European digital heritage

Digital technologies provide new opportunities to preserve cultural content and to make cultural heritage more accessible to all audiences. Museums and cultural organisations that embrace technology are able to offer innovative visitor experiences, as well as let the public access exhibitions remotely and see material that is not on display.
european digital heritage

The European Commission's Directorate-General for Communications Networks, Content and Technology (CNECT) is in charge of policy, coordination and funding actions to support Member States’ digitisation and online access to cultural material and digital preservation.

Find out more about digital cultural heritage.

Europeana – Europe’s digital platform to empower cultural heritage

The mission of Europeana is to empower the cultural heritage sector in its digital transformation. It supports thousands of European museums, archives and libraries to offer free access to digitalised versions of artworks, books and music.

Europeana has been funded since 2008 under the Connecting Europe Facility Programme.

Discover the vast collection on Europeana.

Digitisation and digital preservation

The European Commission encourages policy debate among stakeholders on digitisation and digital preservation, as outlined in the 2011 Commission Recommendation [pdf] on the subject.

Find out more about Digitisation and Digital Preservation.

Through the Research and Innovation programme, Horizon 2020, the Commission invests in the development of digital tools and cutting-edge technologies to support cultural heritage. The next Horizon Europe programme will continue this focus.

Digital technologies will be a cross-cutting issue in topics addressing:

  • the protection and restoration of cultural heritage
  • sustainable financing of museums and cultural institutions
  • revival of traditional crafts
  • strengthening the innovation potential of the cultural and creative sectors

Digital heritage in the context of the European Year of Cultural Heritage 2018

The European Year of Cultural Heritage recognised cultural heritage as a broad spectrum of resources inherited in all forms and aspects: tangible, intangible and digital - both 'born digital' or digitised.

**WHAT IS ASKED**
According to the passage on European digital heritage, since what year has Europeana been funded, and under which program?

**SUPPLIED ENTRIES**
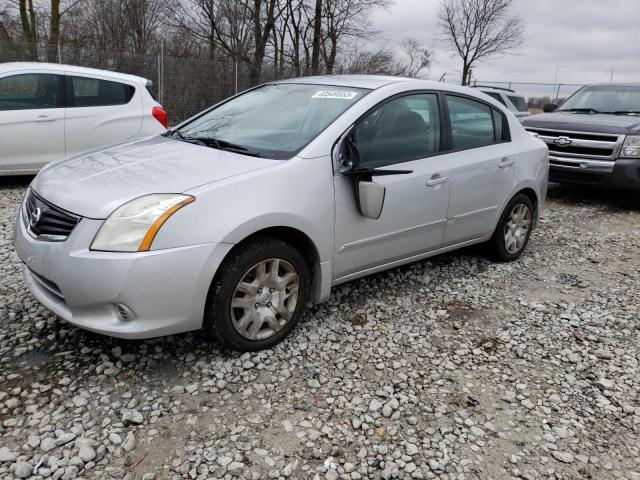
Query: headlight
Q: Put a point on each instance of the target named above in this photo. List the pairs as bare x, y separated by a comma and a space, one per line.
631, 147
134, 225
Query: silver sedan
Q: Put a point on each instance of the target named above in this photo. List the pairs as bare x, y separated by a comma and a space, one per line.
236, 219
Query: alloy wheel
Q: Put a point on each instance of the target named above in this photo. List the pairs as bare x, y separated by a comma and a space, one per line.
265, 299
516, 229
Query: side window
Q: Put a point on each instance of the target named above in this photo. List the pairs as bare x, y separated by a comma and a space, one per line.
471, 123
501, 127
407, 128
496, 96
519, 103
91, 92
29, 91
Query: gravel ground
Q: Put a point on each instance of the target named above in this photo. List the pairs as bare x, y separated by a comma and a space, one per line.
450, 368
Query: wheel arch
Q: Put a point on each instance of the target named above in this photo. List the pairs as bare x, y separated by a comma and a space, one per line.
298, 239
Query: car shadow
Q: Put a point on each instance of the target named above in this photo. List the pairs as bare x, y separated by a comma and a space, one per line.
593, 195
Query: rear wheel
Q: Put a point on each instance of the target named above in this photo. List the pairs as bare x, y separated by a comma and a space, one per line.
258, 295
514, 229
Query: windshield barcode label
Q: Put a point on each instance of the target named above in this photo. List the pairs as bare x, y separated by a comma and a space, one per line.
341, 95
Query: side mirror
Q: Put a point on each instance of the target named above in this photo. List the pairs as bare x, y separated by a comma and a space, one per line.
370, 199
369, 195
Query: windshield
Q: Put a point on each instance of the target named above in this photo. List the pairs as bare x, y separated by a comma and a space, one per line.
605, 99
273, 121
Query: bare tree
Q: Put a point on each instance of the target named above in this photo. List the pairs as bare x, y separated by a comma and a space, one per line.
418, 58
479, 29
346, 19
317, 38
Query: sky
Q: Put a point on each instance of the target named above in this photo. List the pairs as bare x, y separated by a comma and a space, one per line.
584, 39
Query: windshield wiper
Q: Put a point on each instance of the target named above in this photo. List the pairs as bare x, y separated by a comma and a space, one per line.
580, 110
178, 135
212, 143
624, 112
228, 146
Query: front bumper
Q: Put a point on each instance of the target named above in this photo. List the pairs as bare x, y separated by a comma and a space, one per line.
164, 290
621, 174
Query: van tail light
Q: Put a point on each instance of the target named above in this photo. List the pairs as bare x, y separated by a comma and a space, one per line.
160, 115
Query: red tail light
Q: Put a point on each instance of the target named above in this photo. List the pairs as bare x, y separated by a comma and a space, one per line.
160, 115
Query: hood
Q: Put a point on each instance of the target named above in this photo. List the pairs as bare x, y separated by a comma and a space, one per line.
581, 122
95, 184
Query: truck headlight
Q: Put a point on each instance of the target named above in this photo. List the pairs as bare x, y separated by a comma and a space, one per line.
133, 226
631, 147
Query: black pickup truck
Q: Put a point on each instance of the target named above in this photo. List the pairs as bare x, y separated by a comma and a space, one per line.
593, 137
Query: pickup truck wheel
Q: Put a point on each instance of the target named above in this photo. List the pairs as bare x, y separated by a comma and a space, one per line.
514, 229
258, 295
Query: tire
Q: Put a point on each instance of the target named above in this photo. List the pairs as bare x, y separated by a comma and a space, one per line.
502, 250
246, 280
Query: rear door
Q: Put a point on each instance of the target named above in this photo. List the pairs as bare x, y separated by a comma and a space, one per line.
31, 120
483, 167
101, 112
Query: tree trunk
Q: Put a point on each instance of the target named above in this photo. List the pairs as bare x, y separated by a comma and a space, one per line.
465, 72
317, 39
28, 20
261, 35
54, 32
331, 58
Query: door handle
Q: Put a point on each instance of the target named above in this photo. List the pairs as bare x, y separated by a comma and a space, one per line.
437, 181
506, 162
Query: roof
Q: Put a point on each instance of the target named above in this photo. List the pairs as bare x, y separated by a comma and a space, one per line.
57, 67
614, 84
355, 81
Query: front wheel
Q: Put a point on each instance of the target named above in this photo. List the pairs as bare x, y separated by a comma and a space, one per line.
258, 295
514, 229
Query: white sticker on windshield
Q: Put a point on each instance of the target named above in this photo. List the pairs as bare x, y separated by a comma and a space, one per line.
337, 94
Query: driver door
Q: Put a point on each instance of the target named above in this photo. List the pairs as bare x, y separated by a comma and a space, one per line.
402, 134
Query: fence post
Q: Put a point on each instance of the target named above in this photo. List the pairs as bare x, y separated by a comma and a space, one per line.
161, 74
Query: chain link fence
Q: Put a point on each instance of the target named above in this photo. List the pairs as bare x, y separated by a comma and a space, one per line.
187, 84
184, 85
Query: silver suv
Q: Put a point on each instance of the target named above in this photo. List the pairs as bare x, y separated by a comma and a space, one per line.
237, 218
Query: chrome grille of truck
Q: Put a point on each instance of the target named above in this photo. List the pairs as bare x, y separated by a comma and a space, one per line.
580, 144
46, 221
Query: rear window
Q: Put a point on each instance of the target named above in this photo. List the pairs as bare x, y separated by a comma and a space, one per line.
29, 91
91, 92
519, 103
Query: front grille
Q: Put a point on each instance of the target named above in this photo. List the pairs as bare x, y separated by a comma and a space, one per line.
598, 146
581, 150
596, 137
46, 221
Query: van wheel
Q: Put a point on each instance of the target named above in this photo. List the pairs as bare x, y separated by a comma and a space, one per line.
258, 295
514, 229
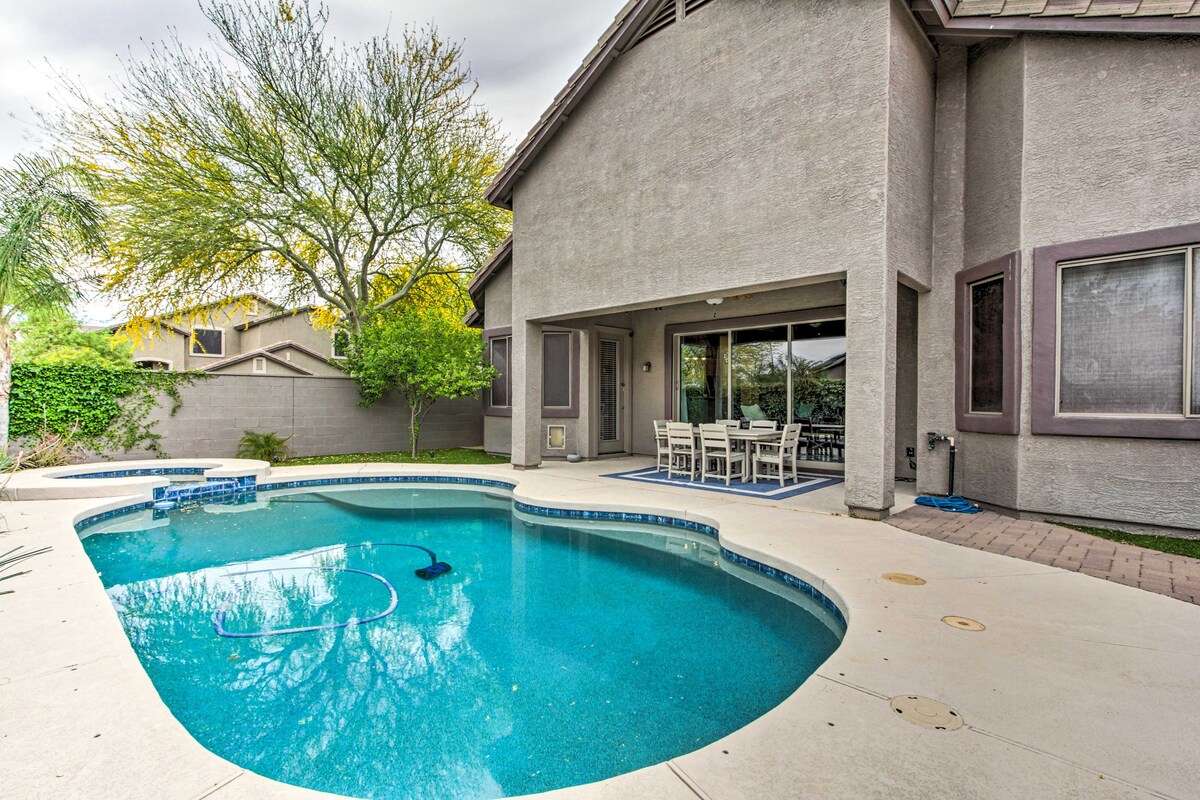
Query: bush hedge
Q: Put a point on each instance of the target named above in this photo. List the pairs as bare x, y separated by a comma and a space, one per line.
99, 408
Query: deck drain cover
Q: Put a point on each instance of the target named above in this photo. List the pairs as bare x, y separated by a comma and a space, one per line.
905, 578
927, 713
964, 624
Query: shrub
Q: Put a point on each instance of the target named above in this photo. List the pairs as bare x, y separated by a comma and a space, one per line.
263, 446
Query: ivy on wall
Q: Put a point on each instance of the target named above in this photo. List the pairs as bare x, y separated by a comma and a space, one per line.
100, 409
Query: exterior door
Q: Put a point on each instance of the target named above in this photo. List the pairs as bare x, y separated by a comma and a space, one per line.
611, 401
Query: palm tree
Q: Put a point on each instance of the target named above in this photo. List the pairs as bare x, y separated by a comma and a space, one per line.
47, 221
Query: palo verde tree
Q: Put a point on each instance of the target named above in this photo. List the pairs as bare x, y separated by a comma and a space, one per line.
282, 158
47, 223
424, 354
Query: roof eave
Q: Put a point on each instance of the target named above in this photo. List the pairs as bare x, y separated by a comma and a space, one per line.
613, 42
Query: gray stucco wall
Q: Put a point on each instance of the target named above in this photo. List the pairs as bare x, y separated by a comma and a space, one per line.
1111, 146
321, 414
743, 145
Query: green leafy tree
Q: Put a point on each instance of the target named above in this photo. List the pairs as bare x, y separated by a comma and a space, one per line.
53, 336
283, 157
425, 355
47, 222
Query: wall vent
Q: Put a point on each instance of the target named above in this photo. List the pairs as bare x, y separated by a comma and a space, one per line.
661, 18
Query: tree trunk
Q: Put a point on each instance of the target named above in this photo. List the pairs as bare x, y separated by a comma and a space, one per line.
414, 426
5, 385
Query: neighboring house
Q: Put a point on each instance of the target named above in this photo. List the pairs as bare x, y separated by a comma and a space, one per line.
246, 336
994, 205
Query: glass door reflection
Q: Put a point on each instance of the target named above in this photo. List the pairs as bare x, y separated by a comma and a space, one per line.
703, 365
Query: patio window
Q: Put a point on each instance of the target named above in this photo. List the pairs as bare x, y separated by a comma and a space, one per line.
341, 344
1127, 334
556, 370
783, 372
208, 341
987, 362
499, 349
1116, 334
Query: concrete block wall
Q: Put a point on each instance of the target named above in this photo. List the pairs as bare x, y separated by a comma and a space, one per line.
321, 414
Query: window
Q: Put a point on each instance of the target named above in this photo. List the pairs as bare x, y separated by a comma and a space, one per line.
208, 341
341, 343
987, 346
556, 370
498, 353
1123, 341
1116, 334
987, 376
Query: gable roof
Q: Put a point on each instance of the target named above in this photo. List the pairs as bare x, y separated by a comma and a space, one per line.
619, 37
281, 314
269, 354
1090, 8
970, 19
173, 329
501, 258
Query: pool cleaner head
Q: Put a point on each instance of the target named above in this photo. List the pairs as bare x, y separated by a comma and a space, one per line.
433, 570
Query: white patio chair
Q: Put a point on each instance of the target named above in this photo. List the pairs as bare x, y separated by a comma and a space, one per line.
682, 443
663, 459
778, 456
718, 450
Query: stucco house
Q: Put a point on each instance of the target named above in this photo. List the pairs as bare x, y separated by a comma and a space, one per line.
990, 208
244, 336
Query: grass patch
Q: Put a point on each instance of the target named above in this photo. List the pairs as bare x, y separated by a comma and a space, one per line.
1189, 547
448, 456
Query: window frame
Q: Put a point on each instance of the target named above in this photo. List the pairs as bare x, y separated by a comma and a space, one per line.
573, 354
490, 408
192, 342
333, 344
1006, 421
1048, 265
731, 324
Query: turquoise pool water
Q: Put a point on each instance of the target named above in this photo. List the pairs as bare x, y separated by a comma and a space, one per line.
549, 656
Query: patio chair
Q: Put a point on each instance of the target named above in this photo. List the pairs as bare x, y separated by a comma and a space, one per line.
663, 445
682, 443
778, 456
718, 450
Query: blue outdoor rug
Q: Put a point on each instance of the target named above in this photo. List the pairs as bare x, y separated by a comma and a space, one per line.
767, 489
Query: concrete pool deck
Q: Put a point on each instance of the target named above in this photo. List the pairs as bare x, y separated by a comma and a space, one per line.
1078, 687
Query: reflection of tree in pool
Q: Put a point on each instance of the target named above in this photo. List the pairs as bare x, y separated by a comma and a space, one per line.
328, 697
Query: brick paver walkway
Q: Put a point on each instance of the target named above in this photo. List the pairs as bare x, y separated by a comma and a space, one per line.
1175, 576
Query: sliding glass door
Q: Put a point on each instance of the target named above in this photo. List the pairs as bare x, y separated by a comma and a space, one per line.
786, 373
759, 374
703, 377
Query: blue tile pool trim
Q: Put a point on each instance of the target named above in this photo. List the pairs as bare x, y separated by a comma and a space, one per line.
700, 528
790, 579
139, 473
87, 522
385, 479
541, 511
617, 516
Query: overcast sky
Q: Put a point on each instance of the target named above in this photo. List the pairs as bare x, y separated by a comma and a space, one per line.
521, 52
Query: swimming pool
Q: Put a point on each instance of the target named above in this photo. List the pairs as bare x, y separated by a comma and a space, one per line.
556, 651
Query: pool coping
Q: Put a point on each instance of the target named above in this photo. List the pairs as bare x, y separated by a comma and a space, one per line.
761, 759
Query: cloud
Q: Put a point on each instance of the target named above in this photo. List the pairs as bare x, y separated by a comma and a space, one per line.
521, 52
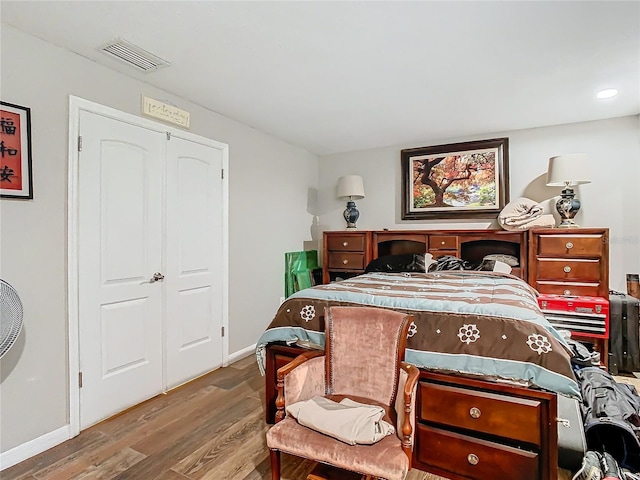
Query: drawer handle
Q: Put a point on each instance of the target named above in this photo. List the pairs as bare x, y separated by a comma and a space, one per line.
475, 412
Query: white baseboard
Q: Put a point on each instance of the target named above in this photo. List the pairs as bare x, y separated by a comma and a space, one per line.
33, 447
240, 354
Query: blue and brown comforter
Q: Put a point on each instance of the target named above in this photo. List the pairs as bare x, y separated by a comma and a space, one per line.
480, 323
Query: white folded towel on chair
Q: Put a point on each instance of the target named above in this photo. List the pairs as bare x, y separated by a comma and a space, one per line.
348, 421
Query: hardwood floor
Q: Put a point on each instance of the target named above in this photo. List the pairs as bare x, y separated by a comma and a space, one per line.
210, 429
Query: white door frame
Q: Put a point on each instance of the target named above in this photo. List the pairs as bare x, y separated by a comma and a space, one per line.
76, 105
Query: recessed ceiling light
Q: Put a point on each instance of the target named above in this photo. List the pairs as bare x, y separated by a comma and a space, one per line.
608, 93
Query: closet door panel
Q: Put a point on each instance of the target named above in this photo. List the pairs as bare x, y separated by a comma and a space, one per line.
193, 260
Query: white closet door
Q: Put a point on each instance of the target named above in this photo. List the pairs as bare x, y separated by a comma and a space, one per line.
194, 260
120, 248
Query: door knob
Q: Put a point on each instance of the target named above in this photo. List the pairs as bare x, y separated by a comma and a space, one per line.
156, 277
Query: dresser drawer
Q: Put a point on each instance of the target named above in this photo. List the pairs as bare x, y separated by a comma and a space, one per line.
441, 253
474, 458
346, 243
346, 261
514, 418
443, 242
569, 288
568, 269
571, 245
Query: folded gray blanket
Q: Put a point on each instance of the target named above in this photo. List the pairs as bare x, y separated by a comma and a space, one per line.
348, 421
520, 211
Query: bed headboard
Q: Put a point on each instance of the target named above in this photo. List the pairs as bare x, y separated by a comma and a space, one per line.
347, 253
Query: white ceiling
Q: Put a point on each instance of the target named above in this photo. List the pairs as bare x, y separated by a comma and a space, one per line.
341, 76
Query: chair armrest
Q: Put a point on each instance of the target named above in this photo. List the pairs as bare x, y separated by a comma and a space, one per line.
285, 370
405, 410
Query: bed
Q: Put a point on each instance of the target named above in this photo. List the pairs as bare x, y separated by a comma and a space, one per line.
492, 367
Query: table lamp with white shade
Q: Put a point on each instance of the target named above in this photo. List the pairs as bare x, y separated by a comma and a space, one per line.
351, 187
566, 171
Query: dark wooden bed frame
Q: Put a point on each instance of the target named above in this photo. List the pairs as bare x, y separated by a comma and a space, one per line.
466, 428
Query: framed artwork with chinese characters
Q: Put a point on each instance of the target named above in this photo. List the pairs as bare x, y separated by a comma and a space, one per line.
15, 151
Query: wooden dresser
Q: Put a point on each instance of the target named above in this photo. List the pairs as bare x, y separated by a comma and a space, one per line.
569, 261
471, 429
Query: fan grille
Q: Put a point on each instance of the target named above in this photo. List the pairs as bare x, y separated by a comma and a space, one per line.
10, 317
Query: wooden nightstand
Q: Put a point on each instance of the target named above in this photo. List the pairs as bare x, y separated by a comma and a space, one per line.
345, 254
569, 261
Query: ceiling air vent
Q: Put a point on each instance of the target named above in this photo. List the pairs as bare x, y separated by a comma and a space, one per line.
133, 55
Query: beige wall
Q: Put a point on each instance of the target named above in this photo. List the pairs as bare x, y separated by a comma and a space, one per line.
612, 199
268, 216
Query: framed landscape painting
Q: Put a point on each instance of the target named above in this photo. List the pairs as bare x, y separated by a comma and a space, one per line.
457, 180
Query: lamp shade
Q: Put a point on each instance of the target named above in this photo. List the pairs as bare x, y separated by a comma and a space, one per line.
569, 169
350, 186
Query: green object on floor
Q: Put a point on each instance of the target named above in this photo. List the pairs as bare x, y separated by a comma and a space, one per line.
298, 273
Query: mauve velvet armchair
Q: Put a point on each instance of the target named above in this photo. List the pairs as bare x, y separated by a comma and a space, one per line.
362, 360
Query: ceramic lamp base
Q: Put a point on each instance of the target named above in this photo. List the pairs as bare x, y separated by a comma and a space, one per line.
351, 215
568, 206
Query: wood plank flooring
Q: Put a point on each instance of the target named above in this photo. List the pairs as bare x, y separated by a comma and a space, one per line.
209, 429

**ANSWER FOR THIS EXERCISE**
Since 2008, under the Connecting Europe Facility Programme.